### Arbeitsauftrag
Stimmen die folgenden Aussagen mit dem unten stehenden Textauszug über das Ego überein? Beantworten Sie jede mit Ja oder Nein, und zitieren Sie wörtlich die entscheidende Stelle des Textes.
(a) Der Grundtypus lässt sowohl das größte Potential als auch die Hauptschwäche eines Menschen erkennen.
(b) Es gibt Menschen, die vollständig frei vom Ego sind.
(c) Werden Stärken zu sehr strapaziert, können sie zu den größten Schwächen werden.

### Textauszug
════

Wenn wir unseren Grundtypus kennen, zeigt uns dieser unser größtes Potential, aber auch unsere Hauptschwäche. Davon ausgehend, können wir versuchen, unser Ego aktiv zu beeinflussen. Das heißt, wir können lernen, auf bewusst gewähltes Handeln umzuschalten, statt automatisch zu reagieren – und so den Raum zwischen Reiz und Reaktion nutzen. Dann werden wir fähig, die besten Seiten unserer Haupteigenschaft zu aktivieren, aber nicht in die Falle zu tappen, unsere Stärken zu sehr zu strapazieren, denn sonst werden sie zu unseren größten Schwächen.
Wie ein Leben ohne Ego aussehen würde, ist reine Spekulation, denn kein Mensch ist gänzlich frei davon. Wer ganz unten in seiner Persönlichkeitsentwicklung landet, wird vollkommen von seinem Ego beherrscht. Welch großes Leid es schafft, wenn das Ego vollständig Regie führt – für den Einzelnen wie für seine Umgebung, für die Weltgemeinschaft und für die Natur, davon werden wir tagtäglich Zeuge.

════

Quelldaten:

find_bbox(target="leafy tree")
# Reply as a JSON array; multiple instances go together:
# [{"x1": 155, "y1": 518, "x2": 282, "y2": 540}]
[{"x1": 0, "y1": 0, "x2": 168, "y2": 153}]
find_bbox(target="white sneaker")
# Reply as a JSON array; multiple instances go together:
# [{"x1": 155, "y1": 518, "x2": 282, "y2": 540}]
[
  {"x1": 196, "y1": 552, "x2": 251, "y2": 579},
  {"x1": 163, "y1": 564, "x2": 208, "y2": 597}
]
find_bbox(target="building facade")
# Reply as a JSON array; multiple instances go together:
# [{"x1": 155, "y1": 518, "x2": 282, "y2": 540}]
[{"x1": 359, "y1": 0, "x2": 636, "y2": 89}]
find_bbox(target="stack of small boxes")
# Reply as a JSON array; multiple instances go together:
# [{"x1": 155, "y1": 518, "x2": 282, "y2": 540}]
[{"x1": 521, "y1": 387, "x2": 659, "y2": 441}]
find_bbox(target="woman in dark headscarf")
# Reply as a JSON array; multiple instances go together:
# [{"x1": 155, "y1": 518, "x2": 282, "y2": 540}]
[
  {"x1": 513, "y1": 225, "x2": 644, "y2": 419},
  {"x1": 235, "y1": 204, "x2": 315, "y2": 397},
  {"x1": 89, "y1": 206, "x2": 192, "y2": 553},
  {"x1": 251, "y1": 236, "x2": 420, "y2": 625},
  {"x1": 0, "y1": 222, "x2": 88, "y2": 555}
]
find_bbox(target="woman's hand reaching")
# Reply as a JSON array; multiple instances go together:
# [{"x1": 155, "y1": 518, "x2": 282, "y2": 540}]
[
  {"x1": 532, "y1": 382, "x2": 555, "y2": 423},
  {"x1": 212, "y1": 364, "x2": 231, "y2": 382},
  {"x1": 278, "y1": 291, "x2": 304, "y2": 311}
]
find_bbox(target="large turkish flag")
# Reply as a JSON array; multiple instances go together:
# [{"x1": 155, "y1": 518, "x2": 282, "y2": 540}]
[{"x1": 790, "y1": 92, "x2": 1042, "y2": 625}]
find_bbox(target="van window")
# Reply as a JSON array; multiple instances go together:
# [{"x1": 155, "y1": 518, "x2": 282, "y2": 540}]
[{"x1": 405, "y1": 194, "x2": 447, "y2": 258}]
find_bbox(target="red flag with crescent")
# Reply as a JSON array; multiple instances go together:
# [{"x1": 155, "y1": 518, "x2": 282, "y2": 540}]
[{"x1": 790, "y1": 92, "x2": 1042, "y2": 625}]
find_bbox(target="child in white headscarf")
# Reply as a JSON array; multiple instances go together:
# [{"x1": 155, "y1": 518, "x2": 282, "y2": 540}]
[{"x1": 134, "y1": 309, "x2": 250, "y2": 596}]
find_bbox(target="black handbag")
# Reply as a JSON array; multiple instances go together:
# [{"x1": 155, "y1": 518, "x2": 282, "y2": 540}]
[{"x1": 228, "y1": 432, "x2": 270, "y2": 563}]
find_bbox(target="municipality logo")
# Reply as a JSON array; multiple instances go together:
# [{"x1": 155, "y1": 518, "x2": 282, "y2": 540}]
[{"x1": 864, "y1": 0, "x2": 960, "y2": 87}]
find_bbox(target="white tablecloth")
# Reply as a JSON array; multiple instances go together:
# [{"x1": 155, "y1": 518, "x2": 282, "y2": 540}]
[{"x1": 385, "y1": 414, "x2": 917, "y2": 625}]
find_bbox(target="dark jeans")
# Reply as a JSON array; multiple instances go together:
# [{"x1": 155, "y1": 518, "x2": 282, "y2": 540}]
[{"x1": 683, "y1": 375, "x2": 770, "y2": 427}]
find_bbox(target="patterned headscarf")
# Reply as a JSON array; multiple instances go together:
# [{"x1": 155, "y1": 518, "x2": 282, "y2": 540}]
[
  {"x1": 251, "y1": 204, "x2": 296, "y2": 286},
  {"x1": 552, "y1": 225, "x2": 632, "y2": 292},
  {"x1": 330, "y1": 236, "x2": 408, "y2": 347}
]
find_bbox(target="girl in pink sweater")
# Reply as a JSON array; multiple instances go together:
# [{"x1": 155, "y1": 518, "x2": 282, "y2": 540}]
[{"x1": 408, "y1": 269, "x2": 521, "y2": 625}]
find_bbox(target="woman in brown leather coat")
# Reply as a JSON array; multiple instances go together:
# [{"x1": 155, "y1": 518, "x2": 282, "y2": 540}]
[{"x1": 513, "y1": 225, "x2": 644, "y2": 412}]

════

### Lösung
(a) Ja: „zeigt uns dieser unser größtes Potential, aber auch unsere Hauptschwäche“
(b) Nein: „kein Mensch ist gänzlich frei davon“
(c) Ja: „unsere Stärken zu sehr zu strapazieren, denn sonst werden sie zu unseren größten Schwächen“